Continue the passage about caging the player in puzzle-driven story games, starting right after its last sentence.
--- Start Selected text ---
A lot of story games employ a technique that can best be described as caging the player.  This occurs when the player is required to solve a small set of puzzles in order to advance to the next section of the game, at which point she is presented with another small set of puzzles.  Once these puzzles are solved, in a seemingly endless series of cages, the player enters the next section.  This can be particularly frustrating if the player is unable to solve a particular puzzle.  The areas to explore tend to be small, so the only activity is walking around trying to find the one solution out.

Try to imagine this type of puzzle as a cage the player is caught in, and the only way out is to find the key.  Once the key is found, the player finds herself in another cage.  A better way to approach designing this is to think of the player as outside the cages, and the puzzles as locked up within.  In this model, the player has a lot more options about what to do next.  She can select from a wide variety of cages to open.  If the solution to one puzzle stumps her, she can go on to another, thus increasing the amount of useful activity going on.


This is a difficult problem. The caging is frustrating, and reduces puzzle difficulty by reducing the number of options—while being awful when you get stuck on one puzzle and can’t do anything else. But the exact opposite if hardly better: if you have total freedom and non-linearity (King’s Quest I, Day of the Tentacle, Act 2 of Monkey Island 2, Leisure Suit Larry 6-7…), then you kill your plot. You can have little discrete bits of story here and there, but your overarching plot is necessarily at a complete standstill.
--- End Selected text ---
--- Start Dataset entries ---
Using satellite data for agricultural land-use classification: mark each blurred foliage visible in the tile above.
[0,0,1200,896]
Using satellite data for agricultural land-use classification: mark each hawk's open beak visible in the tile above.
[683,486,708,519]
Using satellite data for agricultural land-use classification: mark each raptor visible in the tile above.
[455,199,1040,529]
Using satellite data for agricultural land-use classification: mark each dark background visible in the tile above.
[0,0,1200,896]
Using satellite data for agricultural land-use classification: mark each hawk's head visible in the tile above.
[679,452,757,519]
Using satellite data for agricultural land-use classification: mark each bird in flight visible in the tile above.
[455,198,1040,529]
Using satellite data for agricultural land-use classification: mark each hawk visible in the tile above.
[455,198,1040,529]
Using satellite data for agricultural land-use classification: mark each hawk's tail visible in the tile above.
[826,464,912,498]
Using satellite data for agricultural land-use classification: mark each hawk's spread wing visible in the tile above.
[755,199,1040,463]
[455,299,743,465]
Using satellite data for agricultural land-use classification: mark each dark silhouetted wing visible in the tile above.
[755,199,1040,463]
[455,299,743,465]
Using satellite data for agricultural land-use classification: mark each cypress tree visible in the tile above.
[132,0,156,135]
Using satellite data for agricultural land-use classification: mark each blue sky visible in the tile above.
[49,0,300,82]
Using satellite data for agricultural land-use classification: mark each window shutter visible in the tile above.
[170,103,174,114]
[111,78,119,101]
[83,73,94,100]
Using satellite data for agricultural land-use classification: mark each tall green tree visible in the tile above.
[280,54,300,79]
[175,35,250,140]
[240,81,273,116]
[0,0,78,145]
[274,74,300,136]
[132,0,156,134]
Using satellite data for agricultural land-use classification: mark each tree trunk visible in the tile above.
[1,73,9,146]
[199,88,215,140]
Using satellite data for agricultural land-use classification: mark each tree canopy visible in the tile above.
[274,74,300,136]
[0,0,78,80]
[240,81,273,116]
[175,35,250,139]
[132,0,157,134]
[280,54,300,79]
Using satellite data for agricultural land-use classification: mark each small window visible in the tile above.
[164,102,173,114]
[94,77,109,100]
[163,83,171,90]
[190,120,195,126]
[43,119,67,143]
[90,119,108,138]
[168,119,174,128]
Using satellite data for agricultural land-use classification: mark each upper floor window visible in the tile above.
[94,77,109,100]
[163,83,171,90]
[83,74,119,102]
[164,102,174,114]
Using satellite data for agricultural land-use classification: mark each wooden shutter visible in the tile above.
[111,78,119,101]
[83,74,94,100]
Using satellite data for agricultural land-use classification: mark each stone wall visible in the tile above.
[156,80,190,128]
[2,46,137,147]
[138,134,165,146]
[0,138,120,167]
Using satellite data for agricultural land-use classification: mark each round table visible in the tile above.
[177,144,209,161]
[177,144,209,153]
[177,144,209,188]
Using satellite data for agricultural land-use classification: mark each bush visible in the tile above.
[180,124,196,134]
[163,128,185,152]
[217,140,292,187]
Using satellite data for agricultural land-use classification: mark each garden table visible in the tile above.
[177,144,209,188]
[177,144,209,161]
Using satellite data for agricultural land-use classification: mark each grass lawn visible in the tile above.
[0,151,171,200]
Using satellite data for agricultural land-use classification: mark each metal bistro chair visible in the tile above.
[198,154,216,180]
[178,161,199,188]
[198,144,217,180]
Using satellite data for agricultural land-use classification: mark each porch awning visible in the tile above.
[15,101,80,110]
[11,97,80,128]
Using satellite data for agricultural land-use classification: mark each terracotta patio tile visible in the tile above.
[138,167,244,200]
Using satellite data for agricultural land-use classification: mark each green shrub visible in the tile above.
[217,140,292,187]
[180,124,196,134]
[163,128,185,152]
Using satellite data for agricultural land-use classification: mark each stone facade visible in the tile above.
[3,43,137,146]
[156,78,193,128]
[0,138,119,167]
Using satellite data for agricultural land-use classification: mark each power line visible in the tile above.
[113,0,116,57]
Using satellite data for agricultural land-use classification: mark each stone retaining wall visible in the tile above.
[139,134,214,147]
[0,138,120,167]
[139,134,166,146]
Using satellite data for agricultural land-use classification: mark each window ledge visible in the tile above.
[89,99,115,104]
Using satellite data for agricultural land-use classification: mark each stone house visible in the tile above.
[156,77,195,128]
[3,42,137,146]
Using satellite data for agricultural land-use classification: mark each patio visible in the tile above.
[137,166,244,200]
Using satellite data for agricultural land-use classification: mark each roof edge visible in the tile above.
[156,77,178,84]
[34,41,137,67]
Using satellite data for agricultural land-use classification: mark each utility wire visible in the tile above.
--- End Dataset entries ---
= Output for this task =
The usually-suggested alternative is the “string of pearls” design: you have a medium-sized pearl of non-linearity, then everything converges (which allows the story to progress) and you move on to another pearl. This is best exemplified by games structured in days (Gabriel Knight, Tex Murphy…) or chapters (King’s Quest VII, Books of Unwritten Tales…). But this has to be done carefully: it works in Broken Sword 1, but in Broken Sword 2 the “pearls” are so small (hardly ever more than 2 screens) that you’re back to the cages.*

Personally, I’m particularly fond of the “oil-spill” structure of, e.g., Beneath a Steel Sky and Hadean Lands: You start in a small environment, but the world keeps expanding and you have to return to old locations to solve puzzles that you couldn’t solve originally. That allows for enough linearity to tell a story, is never overwhelming because the world grows in size slowly, while allowing for a lot of freedom. I wish more games followed this model.

Anyway, with games having more story-telling pretensions than before, the caging model tends to show up a lot, but I’d hardly call it dominant. Anecdotally, if I look at the recent games I’ve played:

Memoria and Chains of Satinav are mostly string-of-pearls, sometimes veering towards caging.
Aviary Attorney is pure string-of-pearls.
Cognition is mostly strings-of-pearls (except episode 4, which is pure caging).
Prominence is oil-spill (yay!).
The Room 3 is blends oil-spill and string-of-pearls.
Dreamfall Chapters is mostly string-of-pearls.
Life Is Strange is caging. The Telltale games even more so.
King’s Quest 2015 ep. 1 is mostly oil-spill.
Forever Lost is oil-spill.
Technobabylon wants to be string-of-pearls but is too often caging.
Broken Age is string-of-pearls in act 1 and mostly total freedom in act 2.
Book of Unwritten Tales 2 is string-of-pearls.
JULIA is mostly string-of-pearls.

So it’s definitely a problem that exists, and the way some games want to do string-of-pearls but the “pearls” are so small that they end up doing cages is worrying. Still, there are plenty of games that do things right. Maybe you’re just not playing the right ones. Tongue


* People sometimes ask why BS2 is less highly regarded than BS1: well, there’s your answer.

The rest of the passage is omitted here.